Set task 1: Rewrite the paragraph of the passage on discounting functions that begins "An alternative discounting function is a hyperbolic function" as a short bulleted list, keeping its main facts.
Set task 2: Extend the passage on discounting functions below, picking up right after its final sentence.

An alternative discounting function is a hyperbolic function of the form
$$f(t)=(1+k\phantom{\rule{0}{0ex}}t{)}^{-1},$$
where the discount rate, `k` ∈ [0, ∞), is a free parameter (Chung & Herrnstein, 1967; Mazur, 1987). Unlike exponential discounting, hyperbolic discounting allows for dynamically inconsistent preferences without (as well as with) amount effects. Perhaps for this reason, hyperbolic discounting functions have consistently achieved better fits to laboratory data than exponential discounting functions (e.g., Kirby & Maraković, 1995; Myerson & Green, 1995; Madden, Bickel, & Jacobs, 1999; McKerchar et al., 2009). However, there is evidence that people do not discount hyperbolically, either. For example, hyperbolic discounting implies effectively increasing patience as the front-end delay between two options increases, but Luhmann (2013) and Myerson and Green (1995) observed differently sized increases in patience than those required by hyperbolic discounting. Clearly, a good model of self-control needs to characterize precisely how people are dynamically inconsistent.

If people are dynamically inconsistent, but not as dictated by hyperbolic discounting, a natural response would be a model in which the degree of dynamic inconsistency is controlled by a separate free parameter. In the generalized hyperbolic model of Loewenstein and Prelec (1992) (see also Benhabib, Bisin, & Schotter, 2010), which is of the form
$$f(t)=(1+\alpha \phantom{\rule{0}{0ex}}t{)}^{-\beta /\alpha},$$
dynamic inconsistency is controlled by `α` ∈ (0, ∞). (The other parameter, `β` ∈ [0, ∞), is analogous to the `k`s above.) Observe that the generalized hyperbolic model includes both exponential and hyperbolic discount functions as special cases. As `α` tends to 0, generalized hyperbolic discounting approaches exponential discounting (i.e., ${lim}_{\alpha \to {0}^{+}}(1+\alpha \phantom{\rule{0}{0ex}}t{)}^{-k/\alpha}={e}^{-k\phantom{\rule{0}{0ex}}t}$), and an ordinary hyperbolic discounter with fixed `k` is equivalent to a generalized hyperbolic discounter with `α` = `k` and `β` = 1/`k`. Other values of `α` and `β` correspond to dynamic inconsistency greater than that of hyperbolic discounting, or to degrees intermediate between exponential and hyperbolic.

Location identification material
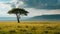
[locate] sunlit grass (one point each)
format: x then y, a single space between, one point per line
12 27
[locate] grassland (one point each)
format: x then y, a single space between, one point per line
49 27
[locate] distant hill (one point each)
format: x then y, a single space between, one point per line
46 17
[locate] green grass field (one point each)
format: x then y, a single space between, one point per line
30 27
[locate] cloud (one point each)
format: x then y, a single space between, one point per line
43 4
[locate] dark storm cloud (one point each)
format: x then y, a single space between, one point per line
43 4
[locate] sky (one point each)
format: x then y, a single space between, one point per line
34 7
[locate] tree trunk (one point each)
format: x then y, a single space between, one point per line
18 18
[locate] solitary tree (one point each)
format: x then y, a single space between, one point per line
18 12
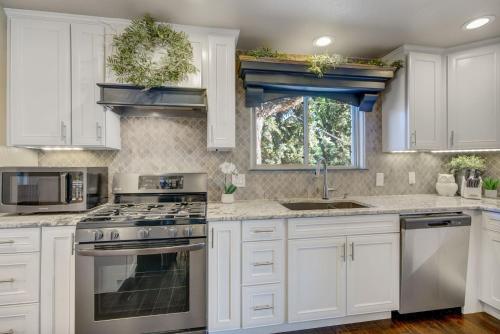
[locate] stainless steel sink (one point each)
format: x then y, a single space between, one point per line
297 206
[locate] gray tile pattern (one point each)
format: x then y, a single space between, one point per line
155 145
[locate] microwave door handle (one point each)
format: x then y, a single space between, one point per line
63 187
141 251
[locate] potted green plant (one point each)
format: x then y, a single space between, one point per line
228 169
464 165
490 186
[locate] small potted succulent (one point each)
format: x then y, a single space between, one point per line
490 186
228 169
464 165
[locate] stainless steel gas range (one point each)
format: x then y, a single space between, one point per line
141 261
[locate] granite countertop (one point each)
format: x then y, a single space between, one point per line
37 220
396 204
268 209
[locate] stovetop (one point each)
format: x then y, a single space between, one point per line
143 212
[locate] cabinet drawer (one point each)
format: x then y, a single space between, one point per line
256 230
19 240
22 319
491 221
344 225
262 305
19 278
263 262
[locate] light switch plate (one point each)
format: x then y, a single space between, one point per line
238 180
411 178
380 180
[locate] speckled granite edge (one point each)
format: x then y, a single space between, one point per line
397 204
26 221
272 209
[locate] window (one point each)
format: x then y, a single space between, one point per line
296 132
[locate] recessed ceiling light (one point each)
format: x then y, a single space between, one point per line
478 22
323 41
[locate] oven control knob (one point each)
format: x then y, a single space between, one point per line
114 235
143 233
188 231
97 234
172 231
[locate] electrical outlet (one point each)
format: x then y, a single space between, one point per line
411 178
380 179
238 180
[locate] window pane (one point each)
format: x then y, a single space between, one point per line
279 129
330 131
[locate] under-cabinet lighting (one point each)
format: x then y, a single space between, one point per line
56 148
478 22
467 151
323 41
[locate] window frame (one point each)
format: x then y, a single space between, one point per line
358 158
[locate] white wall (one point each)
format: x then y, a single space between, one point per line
9 156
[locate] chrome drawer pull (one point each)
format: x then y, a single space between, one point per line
10 280
263 263
263 231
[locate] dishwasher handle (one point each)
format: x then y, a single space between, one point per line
434 221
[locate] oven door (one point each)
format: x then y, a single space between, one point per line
141 287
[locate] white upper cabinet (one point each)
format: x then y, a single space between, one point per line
221 92
89 121
473 98
413 113
39 106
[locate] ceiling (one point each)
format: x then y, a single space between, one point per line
361 28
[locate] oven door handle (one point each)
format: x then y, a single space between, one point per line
141 251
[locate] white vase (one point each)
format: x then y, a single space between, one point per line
491 193
227 198
446 189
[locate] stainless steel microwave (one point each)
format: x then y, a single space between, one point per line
52 189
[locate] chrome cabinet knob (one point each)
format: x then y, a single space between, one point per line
188 231
143 233
97 234
114 235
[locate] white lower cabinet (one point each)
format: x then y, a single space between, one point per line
57 299
490 261
262 305
19 319
19 278
224 275
316 279
372 273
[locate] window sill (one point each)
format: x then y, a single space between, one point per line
301 169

Result 1:
- A hyperbolic discounting function has the form f(t) = (1 + kt)^(-1). The discount rate k ∈ [0, ∞) is a free parameter (Chung & Herrnstein, 1967; Mazur, 1987).
- Unlike exponential discounting, it allows dynamically inconsistent preferences both with and without amount effects.
- Perhaps for this reason, hyperbolic functions have consistently fit laboratory data better than exponential ones (e.g., Kirby & Maraković, 1995; Myerson & Green, 1995; Madden, Bickel, & Jacobs, 1999; McKerchar et al., 2009).
- There is evidence that people do not discount hyperbolically either. Hyperbolic discounting implies that patience increases as the front-end delay between two options grows. Luhmann (2013) and Myerson and Green (1995), however, observed increases of different sizes than it requires.
- A good model of self-control therefore needs to characterize precisely how people are dynamically inconsistent.

Result 2:
Recently, it has been questioned whether people use discount functions at all. That is, are intertemporal decisions in fact made by computing and comparing immediacy equivalents? Scholten and Read (e.g., Scholten & Read, 2010; Scholten & Read, 2013) have investigated attribute-based models as alternatives to discounting. In an attribute-based model, alternatives are compared along various dimensions and the decision is then made by aggregating over these comparisons. Perhaps the simplest credible attribute-based model is what we will call the difference model. Representing preference for LL as positive and preference for SS as negative, the difference model is specified as
$$y=a({r}_{L}-{r}_{S})-b({t}_{L}-{t}_{S}).$$
The difference model uses weighting parameters `a`, `b` ∈ [0, ∞) to judge whether the improvement in reward offered by LL, `r`_{L} − `r`_{S}, compensates for the extra delay, `t`_{L} − `t`_{S}. The difference model may be regarded as the arithmetic discounting model of Doyle and Chen (2012) generalized to the case of two delayed rewards. A more complex attribute-based model is the basic tradeoff model of Scholten and Read (2010), which (in the case of gains only, i.e., positive rewards) can be instantiated as
$$y=\frac{1}{\gamma}[\mathrm{log}(1+\gamma \phantom{\rule{0}{0ex}}{r}_{L})-\mathrm{log}(1+\gamma \phantom{\rule{0}{0ex}}{r}_{S})]-\frac{1}{\tau}[\mathrm{log}(1+\tau \phantom{\rule{0}{0ex}}{t}_{L})-\mathrm{log}(1+\tau \phantom{\rule{0}{0ex}}{t}_{S})].$$
The free parameters `γ` and `τ` weight rewards and delays, respectively, analogously to `a` and `b` in the difference model. The basic tradeoff model accommodates anomalies addressed by some discounting models, such as dynamic inconsistency. It also accommodates inseparability of rewards and delays, which can be observed in humans but which no discounting model permits (Scholten & Read, 2010).

### Limitations of past work

As discussed in the foregoing, prior work has focused on identifying anomalous choice patterns and designing models that can accommodate such anomalies better than other models (e.g., Rachlin & Green, 1972; Rodriguez & Logue, 1988; Scholten & Read, 2010). This anomaly-centered approach is analogous to the heuristics-and-biases program of Kahneman and Tversky (Tversky & Kahneman, 1973; Tversky & Kahneman, 1981). The trend is towards ever more complex and inclusive models. The goal of maximally inclusive models, however, is at odds with the goal of predictive accuracy. The question of predictive accuracy (or, in more psychometric terms, predictive validity) is: how well can a given model predict people's intertemporal choices? More inclusive models are more vulnerable to overfitting, since they are more likely to mistake noise for signal. They are also less efficient (in the sense that they require more data to estimate parameters with comparable precision), because they attempt to learn a more complex data-generating process. Both overfitting and lack of efficiency threaten predictive accuracy.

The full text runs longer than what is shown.